─── PAGE EXTRACT ───
This image shows lots of features: The Great Red Spot and one of the three white ovals present during the Voyager flybys, smaller spots, scallopped belt/zone boundaries, gravity waves, a bright equatorial plume and the dusky south polar region.

I don't think I'm bragging by saying that this is probably the best Voyager 1 Jupiter mosaic that I know of, mainly because of its size (12 images).

I will be posting more Jupiter stuff in this thread in the coming days/weeks, both mosaics and interesting images (and needless to say, others are welcome to post images and mosaics as well).

Fantastic pic! Did you use ISIS? If so, what were your processing steps?

You have every right to brag as this is the best Voyager Jupiter product I've seen. The resolution and image quality reminds of New Horizons LORRI images and yet the colors remind of Cassini. With the filter set you had to work with, I think the color looks great.

Jealous mode = ON

Wow! That's stunning!

This is wonderful stuff!

Its so nice to see these images processed with today's technology.

The Images from the 70s and 80s where always over saturated.

Awesome. Voyager images are quite good once you remove the gunk.

Bjorn,

S T U N N I N G

thank you!

Fantastic result Bjorn! I think, that it's biggest published mosaic of Jupiter.

You're throwing meat in the tiger cage.

We want MORE!
─── SUPPLIED RECORDS ───
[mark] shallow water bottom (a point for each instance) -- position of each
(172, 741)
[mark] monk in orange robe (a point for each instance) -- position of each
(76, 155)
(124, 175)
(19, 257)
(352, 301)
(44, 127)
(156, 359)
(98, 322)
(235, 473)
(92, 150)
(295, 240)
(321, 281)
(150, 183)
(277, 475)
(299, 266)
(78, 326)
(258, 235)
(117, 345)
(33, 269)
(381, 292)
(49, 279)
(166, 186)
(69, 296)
───
*EXERCISE TASKS*:
(a) Answer these questions about the Voyager Jupiter mosaic thread:
(i) How many images make up the mosaic?
(ii) Which images does one reply say the mosaic's resolution and image quality bring to mind?
(iii) According to one reply, what were images from the 70s and 80s always like?
(b) Write the next post in the Voyager Jupiter mosaic thread, following on from its last line.

*PER-TASK ANSWERS*:
(a)
(i) 12 images.
(ii) New Horizons LORRI images.
(iii) Over saturated.

(b)
If you're looking for ideas for more work; were there any mosaics shot on the departure side from either Voyager? A big enhanced crescent/dark side shot might be pretty dramatic.

Golly. I spent a good 15 minutes just wandering around the infinite complexities of that image.

Are we seeing cloud shadows new the top of the image?

P

Really nice job! This is beautiful!

Absolutely hypnotic. I've looked at it several times over the past two days, and Antipode's right: you see new things each time. Phenomenal, Bjorn.

Taking Bjorn's awesome image above as "reference", I created a blink animation that compares it to a Galileo image of the Great Red Spot almost 20 years later.

The Galileo image had used a synthetic green channel, so I adjusted the colors to match closest to Bjorn's image. I also took some liberties with warping and resizing the Galileo image to match Bjorn's image. I wanted to highlight structural, not color or size differences.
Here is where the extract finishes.